AIM OF THE EXERCISE: Below are records to transcribe in full and unchanged; omit every picture.
━━━
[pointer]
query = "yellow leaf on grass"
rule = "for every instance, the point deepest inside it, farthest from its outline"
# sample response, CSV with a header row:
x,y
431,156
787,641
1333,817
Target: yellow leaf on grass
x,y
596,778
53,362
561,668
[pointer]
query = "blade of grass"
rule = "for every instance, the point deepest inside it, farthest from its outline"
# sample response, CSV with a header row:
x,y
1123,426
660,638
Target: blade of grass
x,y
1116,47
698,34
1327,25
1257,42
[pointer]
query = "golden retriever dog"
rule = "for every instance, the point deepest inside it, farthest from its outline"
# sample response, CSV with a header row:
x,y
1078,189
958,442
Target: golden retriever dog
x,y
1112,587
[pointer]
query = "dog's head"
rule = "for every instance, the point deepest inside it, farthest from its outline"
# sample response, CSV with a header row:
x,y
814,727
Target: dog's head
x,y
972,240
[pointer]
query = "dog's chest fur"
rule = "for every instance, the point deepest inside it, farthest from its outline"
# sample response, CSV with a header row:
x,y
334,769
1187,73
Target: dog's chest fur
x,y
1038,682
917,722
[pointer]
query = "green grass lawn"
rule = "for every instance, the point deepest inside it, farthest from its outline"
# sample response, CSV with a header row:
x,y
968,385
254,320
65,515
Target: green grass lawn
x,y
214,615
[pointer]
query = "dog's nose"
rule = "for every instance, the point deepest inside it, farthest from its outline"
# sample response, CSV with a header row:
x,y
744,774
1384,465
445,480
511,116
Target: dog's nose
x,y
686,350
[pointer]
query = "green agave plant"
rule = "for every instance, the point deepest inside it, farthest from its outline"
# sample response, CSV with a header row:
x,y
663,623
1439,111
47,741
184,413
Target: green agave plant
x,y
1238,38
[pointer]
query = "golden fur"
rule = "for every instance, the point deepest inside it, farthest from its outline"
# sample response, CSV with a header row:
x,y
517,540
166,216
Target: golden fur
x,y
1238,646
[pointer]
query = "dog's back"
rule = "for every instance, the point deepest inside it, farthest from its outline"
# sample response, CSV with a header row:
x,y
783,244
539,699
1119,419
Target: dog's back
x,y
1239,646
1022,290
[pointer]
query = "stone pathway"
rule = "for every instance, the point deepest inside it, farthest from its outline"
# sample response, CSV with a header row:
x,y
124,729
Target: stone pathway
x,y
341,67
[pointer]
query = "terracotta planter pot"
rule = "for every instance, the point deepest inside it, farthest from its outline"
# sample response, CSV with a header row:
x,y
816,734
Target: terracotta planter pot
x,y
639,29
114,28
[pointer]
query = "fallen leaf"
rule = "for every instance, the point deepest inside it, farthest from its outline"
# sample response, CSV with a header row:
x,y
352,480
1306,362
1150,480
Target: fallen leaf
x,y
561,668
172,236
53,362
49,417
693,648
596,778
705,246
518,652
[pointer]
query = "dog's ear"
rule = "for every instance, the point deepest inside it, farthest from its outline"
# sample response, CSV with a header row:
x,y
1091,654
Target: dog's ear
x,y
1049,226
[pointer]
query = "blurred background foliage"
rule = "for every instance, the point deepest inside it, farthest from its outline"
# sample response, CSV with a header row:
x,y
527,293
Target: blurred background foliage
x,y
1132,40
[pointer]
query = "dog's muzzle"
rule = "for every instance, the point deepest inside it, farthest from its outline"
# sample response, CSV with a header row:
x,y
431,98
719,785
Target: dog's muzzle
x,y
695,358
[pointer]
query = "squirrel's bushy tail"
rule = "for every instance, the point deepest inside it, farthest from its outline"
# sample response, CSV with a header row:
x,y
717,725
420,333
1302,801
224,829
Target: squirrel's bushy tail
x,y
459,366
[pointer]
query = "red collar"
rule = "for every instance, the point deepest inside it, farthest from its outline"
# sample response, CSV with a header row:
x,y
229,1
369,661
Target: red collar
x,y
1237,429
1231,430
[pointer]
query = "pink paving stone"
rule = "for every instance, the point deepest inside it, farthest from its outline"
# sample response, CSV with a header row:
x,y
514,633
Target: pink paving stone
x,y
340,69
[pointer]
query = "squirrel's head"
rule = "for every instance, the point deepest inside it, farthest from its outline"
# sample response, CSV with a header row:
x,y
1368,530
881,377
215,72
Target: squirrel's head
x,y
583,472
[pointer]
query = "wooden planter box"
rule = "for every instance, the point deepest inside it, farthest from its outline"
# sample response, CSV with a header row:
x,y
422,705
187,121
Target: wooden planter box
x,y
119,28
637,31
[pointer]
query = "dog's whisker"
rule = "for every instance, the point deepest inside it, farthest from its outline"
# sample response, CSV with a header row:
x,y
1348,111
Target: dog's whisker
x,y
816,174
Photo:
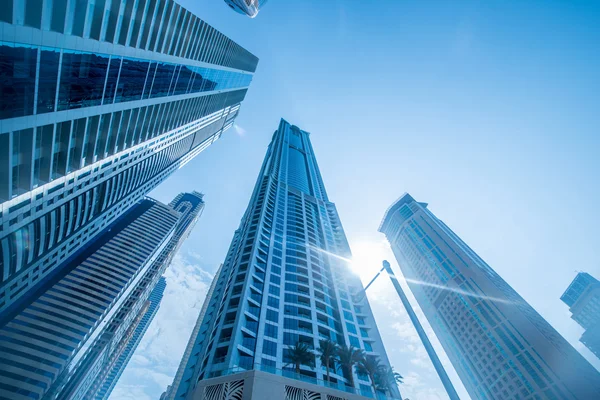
━━━
TASK RESULT:
[pointer]
query = "yellow leaf on grass"
rule = "for every instance, the point deepest inside it, farthest from its outline"
# sample response, CSV with a header row:
x,y
431,156
787,641
1333,817
Target: yellow leaf on grass
x,y
596,778
53,362
561,668
[pointer]
query = "blade of grass"
rule = "for every instance, the point deepest inside it, farthest from its outline"
# sample response, CSV with a header row:
x,y
1123,426
660,638
Target: blade of grass
x,y
1116,47
698,34
1327,25
1257,42
[pointer]
query = "golden retriever dog"
rule = "for every instance, the point deepest inside it, farthest from its outline"
# sample response, CSV with a header row:
x,y
1078,189
958,442
Target: golden retriever dog
x,y
1112,587
[pointer]
query = "dog's head"
rule = "for every instance, the point deepest inside it, farthest from its outline"
# sample response, CSV with a header row:
x,y
814,727
Target: dog's head
x,y
972,240
[pointer]
query = "dog's chest fur"
rule = "for every instance, the point deepest inside it, farthest from its outline"
# sample response, CSV with a header row:
x,y
334,769
1187,73
Target: dog's chest fur
x,y
1038,682
917,722
[pointer]
query = "green grass lawn"
rule = "for every instance, the point deepest inside it, farthest from its outline"
# sample response, CSV with a header row:
x,y
968,385
254,320
65,515
Target: green grass lawn
x,y
214,615
[pointer]
query = "dog's nose"
rule = "for every instance, the point deepest inside it, farthest from its outline"
# sample response, CSV with a header row:
x,y
744,774
1384,465
445,480
511,116
Target: dog's nose
x,y
686,350
[pointer]
query = "green agave plant"
rule = "for every instance, the point deepest inside it, farthest from its outline"
# sample response, CSV with a header row:
x,y
663,623
1439,111
47,741
184,413
Target: green agave plant
x,y
1238,38
[pointer]
query = "golden fur"
rule = "for every instance, the point deepest inside it, farthest from its outline"
# sample response, CSV with a header row:
x,y
517,540
166,216
Target: golden fur
x,y
1238,646
[pointer]
query = "dog's back"
rule = "for every instance, the point deepest inside it, farthest from its outline"
# sample response, CSV with a header row:
x,y
783,244
539,699
1119,419
Target: dog's back
x,y
1239,646
1022,290
[pointer]
query = "stone pathway"
rule = "for every instance, the point deepest inside it, farthest from its outline"
# sample response, CSV with a header row:
x,y
124,729
Target: stone pathway
x,y
341,67
[pointer]
query = "terracotta planter pot"
rule = "for every instance, the point deepest inside it, farthest from its outline"
# sample response, CSV with a header row:
x,y
816,734
Target: terracotta planter pot
x,y
639,29
114,28
[pointer]
query = "fallen leaf"
rule = "for every instance, the point deepest inside it, farthest from its outline"
# sample response, CSV with a header row:
x,y
352,480
1306,362
1150,480
Target: fallen leaf
x,y
561,668
172,236
53,362
49,417
693,648
596,778
705,246
518,652
[pointer]
query = "dog's ear"
rule = "for every instance, the point deepest inside it, farthest from its outline"
# sample response, CSV with a header row:
x,y
1091,654
Target: dog's ear
x,y
1049,226
[pointer]
query = "blurred background foliage"
rule = "for every instance, the point deepest inside it, farthest from its outline"
# sample response, CSV with a header row:
x,y
527,293
Target: blurred background foliage
x,y
1132,40
[pointer]
query = "dog's muzzle"
rule = "for every instance, the point deepest inside it, farthest from its outline"
# sample response, CSV with a header row:
x,y
431,98
719,785
Target: dog's muzzle
x,y
695,358
[pointer]
query = "squirrel's bushy tail"
rule = "for every instance, the point deepest inside it, farthest from its outline"
# sample response, CSV with a header row:
x,y
717,725
420,333
1302,801
224,829
Target: squirrel's bushy tail
x,y
459,366
[pointer]
query = "red collar"
rule = "for every instance, the point deepest inside it, farthest from its outline"
# sample response, CSV with a header row:
x,y
229,1
369,661
Target: red collar
x,y
1237,429
1231,430
[pointer]
query = "pink paving stone"
rule = "for every instance, the point deepest inside it, farthest from its outline"
# sample response, CSV with a header row:
x,y
514,633
Target: pink paving stone
x,y
340,69
[pointer]
query = "squirrel's head"
rule = "for every instance, the point deepest inside it, farthest from its outline"
# sample response, CSV with a header row:
x,y
1368,530
881,377
215,72
Target: squirrel's head
x,y
583,472
[pointer]
query = "wooden planter box"
rule = "for every instance, the point deepest inside it, farthest from its outline"
# sample response, CSV with a header row:
x,y
422,705
187,121
Target: wooden planter box
x,y
119,28
637,31
[pointer]
query = "dog's whisker"
rule = "for every instance, the point deepest inside it, farthest from its outline"
# sample response, CSV with a header row:
x,y
1348,111
Target: dog's whisker
x,y
816,174
Photo:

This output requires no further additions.